Fragmento del documento:
========================================================================

26/6/19

“La memoria, tribunal de la historia”*


            1. En las concepciones de la historia que han mandado en el pasado, los vencidos tenían pocas razones que hacer valer si por “tener razón” entendemos reconocerles capacidad semántica, es decir, significados posibles capaces de conformar y por tanto cambiar el curso de la historia.

            Valía más bien lo que decía Voltaire un tanto cínicamente: que para la historia “la razón del más fuerte es siempre la que vale”.

             Los vencidos sólo aparecían como el botín que da lustre al vencedor o , dicho más filosóficamente, como el precio del progreso. En esa visión de la historia, los vencidos eran literalmente insignificantes, esto es, carentes de significación.


            Ese modo de pensar se ha querido justificar diciendo que la historia la escriben los vencedores, no al dictado ciertamente, no es que los que mandan la dicten o la impongan a los historiadores. Su modo de intervenir es mucho más sutil y académicamente más correcta. Se sirven de los académicos que dictan ex cathedra que los hechos son el único material científico. “Hecho” es el pretérito perfeto del verbo hacer y se refiere a la acción que ha conseguido ser, diferenciándose claramente de todas aquellas otras acciones que quedaron en proyecto sin realizar porque fracasaron.

            La decisión de considerar sólo a los hechos único material para un juicio de verdad sobre la realidad, por muy engolada académicamente que se presente, es, si me lo permiten los analíticos, pura alquimia, sin el menor rigor científico. ¿Qué por qué? Pues porque el conocimiento debe ser de la realidad y la realidad no es sólo lo fáctico sino también lo que pudo ser y no llego a ser; lo que podrá ser y aún no es. Por eso dice Aristóteles que hay más realidad en la poesía que en la historia.

            Hegel viene en ayuda de esa leyenda urbana modernista que tanto gusta a los que confunden realidad con facticidad. Ese Hegel cuya Fenomenología del Espíritu sólo podía ser escrita por alguien con alma de contable pone la guinda de la tarta cuando sentencia “sólo el presente es; el antes y el después, no” (“Nur die Gegenwart ist, das Vor und Nach,nicht”, Enziklop & 259). Y remata su idea diciendo que “la memoria es la horca de la que cuelga la razón (los dioses griegos). La memoria es el sepulcro, el depósito de lo muerto. Lo muerto está presente en ella como una colección de piedra” (Hegel, Escritos de juventud).

            Y los filósofos nos lo hemos creído durante siglos.

            2. Esa visión de los vencidos, es decir, sobre los vencidos, ha cambiado en la medida en que se imponía una visión de los vencidos, en el sentido de "desde los vencidos". Aquí el genitivo subjetivo o atributivo juega un papel.

            El sentido subjetivo de la expresión “visión de los vencidos” lo desentraña poderosamente León Portilla en su "La visión de los vencidos". Nos hace recorrer el campo de la historia de la mano de las víctimas. Nada que ver con la visión de los vencidos que imponen los vencedores.

========================================================================

Tarea: Enumera todas las personas que el fragmento sobre la memoria y la historia menciona por su nombre.

(Filas de una fuente de datos)
========================================================================

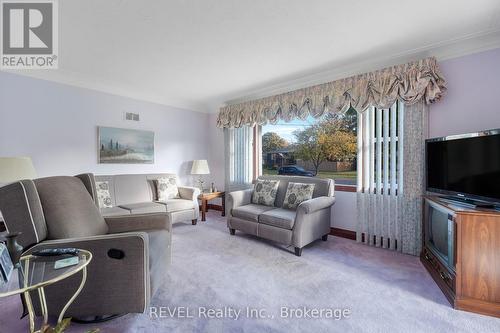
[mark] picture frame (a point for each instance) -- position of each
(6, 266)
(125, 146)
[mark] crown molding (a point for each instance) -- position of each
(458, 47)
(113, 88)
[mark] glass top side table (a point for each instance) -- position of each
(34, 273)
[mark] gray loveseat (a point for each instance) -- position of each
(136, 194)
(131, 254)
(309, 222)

========================================================================

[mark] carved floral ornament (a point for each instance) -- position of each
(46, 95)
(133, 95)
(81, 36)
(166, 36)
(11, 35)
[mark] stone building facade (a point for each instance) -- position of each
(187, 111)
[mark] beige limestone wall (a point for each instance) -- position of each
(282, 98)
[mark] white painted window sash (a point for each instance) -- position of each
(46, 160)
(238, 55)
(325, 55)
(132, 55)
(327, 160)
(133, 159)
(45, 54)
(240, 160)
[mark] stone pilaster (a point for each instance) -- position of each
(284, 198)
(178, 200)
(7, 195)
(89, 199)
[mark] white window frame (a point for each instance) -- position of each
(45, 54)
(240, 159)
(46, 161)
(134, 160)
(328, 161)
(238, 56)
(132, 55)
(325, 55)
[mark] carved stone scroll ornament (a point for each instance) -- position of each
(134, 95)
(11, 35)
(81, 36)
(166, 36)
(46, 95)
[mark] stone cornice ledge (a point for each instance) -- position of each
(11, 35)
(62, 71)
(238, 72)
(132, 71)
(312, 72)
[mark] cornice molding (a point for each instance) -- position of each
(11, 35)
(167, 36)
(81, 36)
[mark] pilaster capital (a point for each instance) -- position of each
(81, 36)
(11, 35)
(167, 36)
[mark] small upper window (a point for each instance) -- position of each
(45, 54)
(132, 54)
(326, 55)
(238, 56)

========================================================================

Respuesta correcta: Voltaire, Aristóteles, Hegel, León Portilla